Task directions: Produce an exact copy of all the records.

--- BEGIN ---

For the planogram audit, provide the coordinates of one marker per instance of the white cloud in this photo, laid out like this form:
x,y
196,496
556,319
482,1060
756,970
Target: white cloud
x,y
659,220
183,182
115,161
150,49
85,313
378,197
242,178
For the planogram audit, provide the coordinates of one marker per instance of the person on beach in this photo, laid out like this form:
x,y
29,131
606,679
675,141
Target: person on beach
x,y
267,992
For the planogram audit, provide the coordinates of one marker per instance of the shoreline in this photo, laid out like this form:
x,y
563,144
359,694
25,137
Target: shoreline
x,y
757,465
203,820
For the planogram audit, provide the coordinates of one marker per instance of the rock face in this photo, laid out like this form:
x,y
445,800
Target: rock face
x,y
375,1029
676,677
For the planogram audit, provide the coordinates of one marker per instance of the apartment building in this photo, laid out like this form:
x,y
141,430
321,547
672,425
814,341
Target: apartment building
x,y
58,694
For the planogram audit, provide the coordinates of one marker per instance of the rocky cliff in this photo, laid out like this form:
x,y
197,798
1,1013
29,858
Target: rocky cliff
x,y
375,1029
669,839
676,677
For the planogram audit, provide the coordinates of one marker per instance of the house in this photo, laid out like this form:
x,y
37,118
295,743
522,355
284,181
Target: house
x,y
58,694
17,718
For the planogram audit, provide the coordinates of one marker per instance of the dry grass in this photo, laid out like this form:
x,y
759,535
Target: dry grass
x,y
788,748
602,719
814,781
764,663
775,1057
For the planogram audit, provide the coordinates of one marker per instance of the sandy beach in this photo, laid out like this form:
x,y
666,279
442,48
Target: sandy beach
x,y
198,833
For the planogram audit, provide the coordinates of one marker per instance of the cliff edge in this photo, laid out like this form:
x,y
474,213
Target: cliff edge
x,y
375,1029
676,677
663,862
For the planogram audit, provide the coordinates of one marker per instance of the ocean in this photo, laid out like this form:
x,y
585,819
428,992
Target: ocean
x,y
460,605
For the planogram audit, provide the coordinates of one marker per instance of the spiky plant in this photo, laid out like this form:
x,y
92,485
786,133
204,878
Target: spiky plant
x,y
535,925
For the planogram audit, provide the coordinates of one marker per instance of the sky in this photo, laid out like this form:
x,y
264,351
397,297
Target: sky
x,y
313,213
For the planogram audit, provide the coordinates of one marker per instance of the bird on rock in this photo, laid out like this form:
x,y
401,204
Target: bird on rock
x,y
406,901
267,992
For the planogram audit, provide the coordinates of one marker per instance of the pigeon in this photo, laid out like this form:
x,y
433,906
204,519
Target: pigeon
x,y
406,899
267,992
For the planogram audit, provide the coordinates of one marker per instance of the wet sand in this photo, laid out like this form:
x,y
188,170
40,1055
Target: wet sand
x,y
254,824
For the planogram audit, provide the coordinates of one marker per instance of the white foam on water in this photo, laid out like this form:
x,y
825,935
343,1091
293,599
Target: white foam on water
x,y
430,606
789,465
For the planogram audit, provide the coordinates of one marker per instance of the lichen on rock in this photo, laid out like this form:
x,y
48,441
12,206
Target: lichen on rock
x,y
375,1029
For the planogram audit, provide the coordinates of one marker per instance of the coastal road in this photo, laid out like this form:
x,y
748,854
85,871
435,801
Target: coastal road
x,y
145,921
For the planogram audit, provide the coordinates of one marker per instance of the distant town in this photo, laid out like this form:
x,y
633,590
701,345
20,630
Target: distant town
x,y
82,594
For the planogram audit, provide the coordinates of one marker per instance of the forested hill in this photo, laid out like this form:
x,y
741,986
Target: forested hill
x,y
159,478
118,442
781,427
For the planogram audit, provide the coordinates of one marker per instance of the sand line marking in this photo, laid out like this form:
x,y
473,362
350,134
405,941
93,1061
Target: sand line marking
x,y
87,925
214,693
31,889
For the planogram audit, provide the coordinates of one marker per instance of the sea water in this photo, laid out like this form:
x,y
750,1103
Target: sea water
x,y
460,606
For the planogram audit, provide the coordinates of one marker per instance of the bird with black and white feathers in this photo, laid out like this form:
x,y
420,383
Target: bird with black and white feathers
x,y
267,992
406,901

--- END ---

Answer for the task:
For the planogram audit, provide the coordinates of one marker per instance of the white cloud in this photo, laid out like this form:
x,y
196,496
556,319
482,1060
756,970
Target: white cloud
x,y
659,220
183,182
115,161
150,49
85,313
378,197
242,178
For the planogram audit, provide the coordinates of one marker per instance of the person on beach in this photo, laid out like this form:
x,y
29,131
606,679
675,141
Target: person on beach
x,y
267,992
For the planogram audit, provide the coordinates of one marker per instance of the shoreline in this photo, laid out like this form:
x,y
563,144
359,694
25,137
Target: shoreline
x,y
757,465
203,820
For the planogram audit, provide the coordinates of one marker per instance of the rock face in this photo, laid out like this form:
x,y
445,800
Target: rock face
x,y
375,1029
676,677
For the planogram audit, provide the coordinates of one marker per instance of the apartment building in this photo, laid out like this form:
x,y
141,430
321,547
672,425
814,341
Target: apartment building
x,y
58,694
For the planogram audit, provide the coordinates of one marker per instance of the rocky cliff in this photo, laid out like this form:
x,y
197,798
1,1013
29,858
Target: rocky cliff
x,y
375,1029
669,839
676,677
For the planogram audit, provide the coordinates of one marker per instance of the house in this photo, laid out like this form:
x,y
37,118
295,743
522,355
284,181
Target: house
x,y
58,694
17,718
For the planogram audit, provide the coordinates of one marker per instance of the dry grass in this photo, laid out like this form:
x,y
759,535
Target: dry grass
x,y
788,748
602,719
814,781
764,663
775,1057
For the planogram audit, provide the coordinates of one marker per instance of the sandy beach in this photo, laid out like this form:
x,y
666,279
442,48
Target: sandy beach
x,y
198,833
For the planogram audit, provide the coordinates of one marker per instance of the cliff edge in this photo, laid out like this form:
x,y
474,213
Target: cliff edge
x,y
375,1029
676,677
663,862
For the planogram audit, provide the coordinates of one marker per instance of the ocean in this photo, laid out like this form:
x,y
585,819
428,992
Target: ocean
x,y
460,605
For the planogram audit, provide the coordinates of one marker per instance of the spiky plant in this photo, laid out like this form:
x,y
92,485
786,133
204,878
Target: spiky plant
x,y
535,925
For the planogram audit, provide the coordinates of one marker per instance of the sky in this photo, laid out like this form:
x,y
264,351
397,297
Target: sky
x,y
313,213
For the planogram audit, provide the coordinates of one marker per instance of the bird on rock in this photo, laid out like this form:
x,y
401,204
Target: bird on rock
x,y
406,901
267,992
For the planogram audit, provide the coordinates of one marker per instance of the pigeon in this photo, laid out like this form:
x,y
433,906
204,519
Target: pigeon
x,y
406,899
267,992
For the planogram audit, provide the coordinates of one marker per instance of the wet sand in this photo, laid out like this form:
x,y
188,170
40,1055
Target: wet sand
x,y
254,824
For the planogram audit, provide the coordinates of one marker per instance of the white foam on water in this photo, laid out like this form:
x,y
825,935
343,1091
293,599
Target: white foam on water
x,y
430,606
789,465
For the planogram audit, provide the coordinates of one marker per instance of the lichen on rock in this photo, laid out like this form:
x,y
48,441
12,206
Target: lichen on rock
x,y
375,1029
For the planogram audit, provide the coordinates of one marker per instance of the coastal road in this photo, laid out like this form:
x,y
748,854
85,871
435,801
Target: coastal road
x,y
145,921
For the planogram audit, provide the coordinates of one marker per instance of the distant town in this photo, laid out like this form:
x,y
633,590
701,345
20,630
Target: distant town
x,y
82,594
For the planogram audit, provide the coordinates of one marker per instance of the forested hill in this photo, laid out like this form:
x,y
741,986
Target: forested hill
x,y
159,478
118,442
781,427
For the planogram audit, provide the coordinates of one marker per instance of the sand line marking in this photo, laid out like this form:
x,y
473,362
350,134
405,941
93,1061
Target: sand line marking
x,y
87,925
214,693
31,889
For the planogram audit, provide the coordinates of one marker per instance of the sea water in this photo, laid out like this form:
x,y
750,1103
Target: sea water
x,y
460,606
For the planogram audit, provide the coordinates of one marker per instance of the bird with black and white feathers in this photo, laid out like this form:
x,y
420,383
Target: bird with black and white feathers
x,y
267,992
406,901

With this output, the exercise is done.